*** Excerpted text Section Begins ***

Study links dust in the air to early deaths

Los Angeles Times

Dust and soot in the air contribute to between 20 and 200 early deaths each day in America’s biggest cities, including Seattle, according to the largest coast-to-coast scientific study of the problem.

Ill health from particulates — tiny specks smaller than the width of a human hair — is spread across 20 of the largest cities in the United States, the new research indicates. Elderly people suffer the most harm.

For years, researchers have known that microscopic particles can lodge deep in the lungs. They have known, as well, that high levels of particles in the air are associated with respiratory illness, heart attacks and premature deaths.

But whether or not the particles are the cause of illness has been in dispute. The Environmental Protection Agency has been attempting to tighten rules that limit emissions of particles. Critics in the business community are challenging those new rules in the Supreme Court, arguing that the regulations are too costly and that the scientific evidence behind them is too sketchy.

The new study, conducted by a team of researchers at Johns Hopkins University in Maryland and published in the current edition of the New England Journal of Medicine, is likely to bolster the EPA’s case. The researchers found strong evidence that dust and soot particles, and not other factors suggested by industry, appear to be causing the harmful effects. And they found that ill effects occur even in cities that meet existing national air pollution standards, suggesting that stronger controls would protect public health.

The researchers examined daily changes in air pollution and mortality between 1987 and 1994 and made allowance for other factors that could skew the results, including access to health care, influenza outbreaks, socioeconomic status, weather and the presence of other pollutants.

"When we look nationally, we see an effect of particles on mortality that suggests there is a public health problem. The science continues to indict particles and their role in mortality," said Dr. Jonathan Samet, lead author of the study and chairman of the epidemiology department at Johns Hopkins University.

The metropolitan areas included in the study were:

Seattle, New York, Los Angeles, Santa Ana-Anaheim, San Bernardino, San Diego, San Jose, Oakland, Philadelphia, Pittsburgh, Atlanta, Miami, Cleveland, Detroit, Chicago, Minneapolis, Dallas-Forth Worth, Houston, San Antonio and Phoenix.

*** Excerpted text Section Ends ***
*** Data records Section Begins ***

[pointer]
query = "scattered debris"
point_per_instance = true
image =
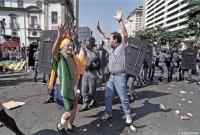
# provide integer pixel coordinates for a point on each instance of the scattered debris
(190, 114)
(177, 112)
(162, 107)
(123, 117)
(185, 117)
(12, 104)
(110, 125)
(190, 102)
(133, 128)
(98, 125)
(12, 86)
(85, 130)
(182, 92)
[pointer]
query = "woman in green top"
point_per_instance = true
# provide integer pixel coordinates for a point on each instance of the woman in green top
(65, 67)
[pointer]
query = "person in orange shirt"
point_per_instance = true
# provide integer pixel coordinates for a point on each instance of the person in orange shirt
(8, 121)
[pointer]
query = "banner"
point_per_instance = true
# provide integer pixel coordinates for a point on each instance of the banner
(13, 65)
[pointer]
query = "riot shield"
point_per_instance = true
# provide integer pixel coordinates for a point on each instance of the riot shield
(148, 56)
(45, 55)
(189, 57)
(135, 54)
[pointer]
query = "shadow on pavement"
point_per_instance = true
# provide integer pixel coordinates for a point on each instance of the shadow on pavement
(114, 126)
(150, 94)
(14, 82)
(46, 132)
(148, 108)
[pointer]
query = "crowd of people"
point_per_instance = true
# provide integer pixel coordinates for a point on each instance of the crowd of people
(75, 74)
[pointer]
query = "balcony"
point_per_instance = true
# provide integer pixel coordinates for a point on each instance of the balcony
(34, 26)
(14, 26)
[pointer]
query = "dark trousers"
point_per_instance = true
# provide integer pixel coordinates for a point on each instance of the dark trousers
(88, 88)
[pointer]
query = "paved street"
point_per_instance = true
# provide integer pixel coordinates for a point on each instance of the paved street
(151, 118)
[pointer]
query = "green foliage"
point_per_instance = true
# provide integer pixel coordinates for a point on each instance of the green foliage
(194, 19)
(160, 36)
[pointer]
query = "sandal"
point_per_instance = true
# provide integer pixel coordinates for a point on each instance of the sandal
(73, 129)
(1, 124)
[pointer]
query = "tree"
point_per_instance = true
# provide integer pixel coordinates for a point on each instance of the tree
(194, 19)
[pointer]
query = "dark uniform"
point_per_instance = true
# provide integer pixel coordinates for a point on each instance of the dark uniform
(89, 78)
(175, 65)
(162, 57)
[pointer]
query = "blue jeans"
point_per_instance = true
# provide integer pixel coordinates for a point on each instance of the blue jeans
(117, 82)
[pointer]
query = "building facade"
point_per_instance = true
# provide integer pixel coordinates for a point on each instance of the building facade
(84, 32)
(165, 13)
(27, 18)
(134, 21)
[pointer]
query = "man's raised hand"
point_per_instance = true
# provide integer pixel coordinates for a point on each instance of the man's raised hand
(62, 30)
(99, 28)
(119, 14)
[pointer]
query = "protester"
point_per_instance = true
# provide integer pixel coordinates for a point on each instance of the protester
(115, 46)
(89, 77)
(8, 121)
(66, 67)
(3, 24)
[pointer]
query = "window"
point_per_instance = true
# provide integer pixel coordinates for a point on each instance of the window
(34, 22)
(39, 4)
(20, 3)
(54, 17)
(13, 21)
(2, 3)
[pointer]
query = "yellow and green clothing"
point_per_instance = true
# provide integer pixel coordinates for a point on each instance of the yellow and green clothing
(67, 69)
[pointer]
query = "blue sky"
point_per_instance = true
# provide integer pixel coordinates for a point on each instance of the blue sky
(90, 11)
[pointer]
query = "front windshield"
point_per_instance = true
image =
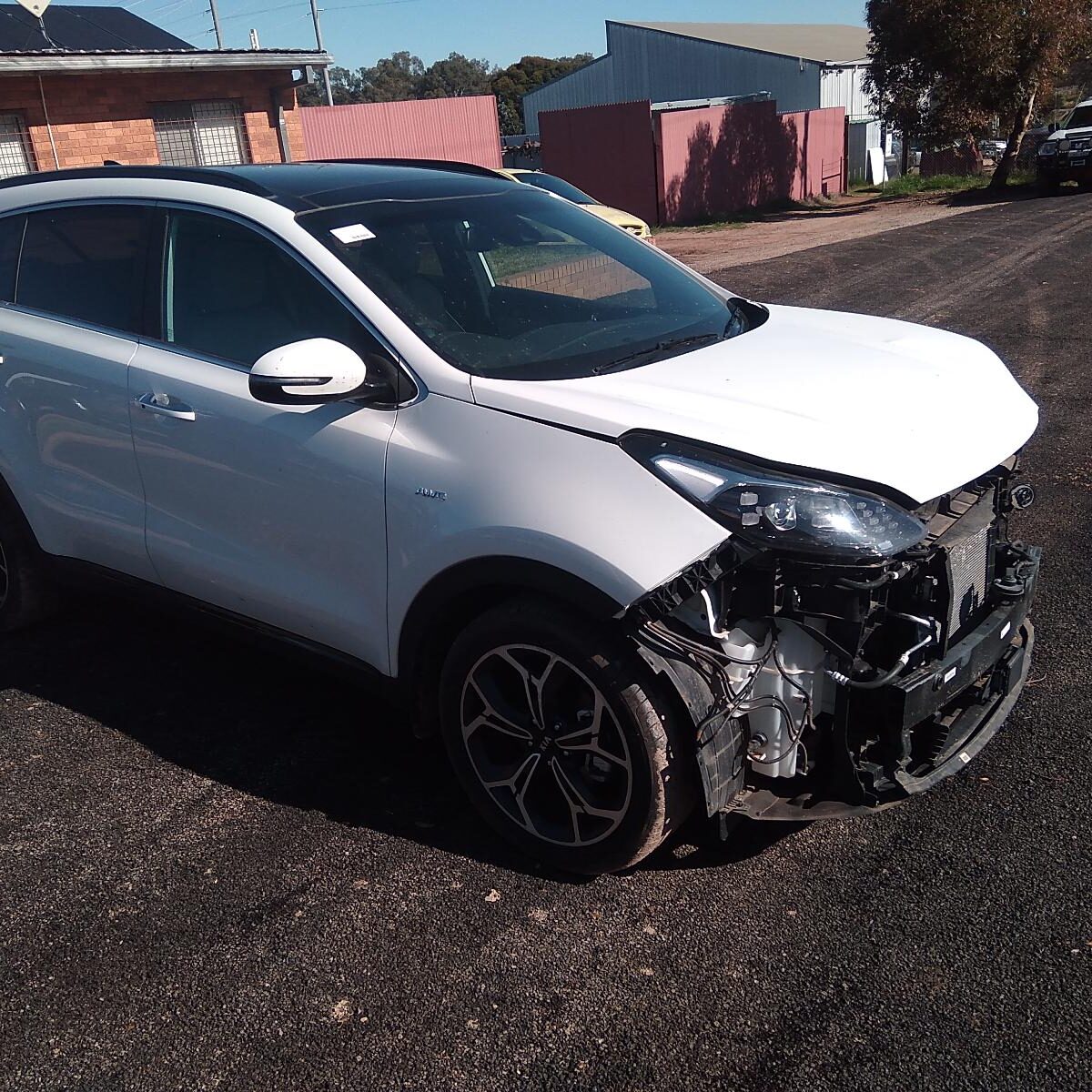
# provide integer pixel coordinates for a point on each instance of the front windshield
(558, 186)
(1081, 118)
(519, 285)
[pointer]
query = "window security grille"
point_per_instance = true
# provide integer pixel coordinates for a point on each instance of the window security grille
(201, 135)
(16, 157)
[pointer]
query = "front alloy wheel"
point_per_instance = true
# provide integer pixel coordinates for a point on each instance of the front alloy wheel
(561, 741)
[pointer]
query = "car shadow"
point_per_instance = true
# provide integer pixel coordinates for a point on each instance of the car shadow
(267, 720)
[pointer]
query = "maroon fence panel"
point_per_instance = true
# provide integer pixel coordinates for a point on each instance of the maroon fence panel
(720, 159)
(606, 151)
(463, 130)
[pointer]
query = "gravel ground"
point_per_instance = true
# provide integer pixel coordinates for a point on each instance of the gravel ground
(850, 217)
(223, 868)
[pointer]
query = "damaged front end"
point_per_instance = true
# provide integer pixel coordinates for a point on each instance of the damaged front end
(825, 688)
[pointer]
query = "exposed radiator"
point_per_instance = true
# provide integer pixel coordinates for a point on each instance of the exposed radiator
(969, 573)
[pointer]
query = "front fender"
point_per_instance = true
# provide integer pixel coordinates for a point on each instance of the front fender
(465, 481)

*** Data records Section Ends ***

Your assignment ->
In the article on airborne dust and early deaths, which years did the researchers' data on daily air pollution and mortality span? The entries have no connection to the article on airborne dust.

Result ->
1987 to 1994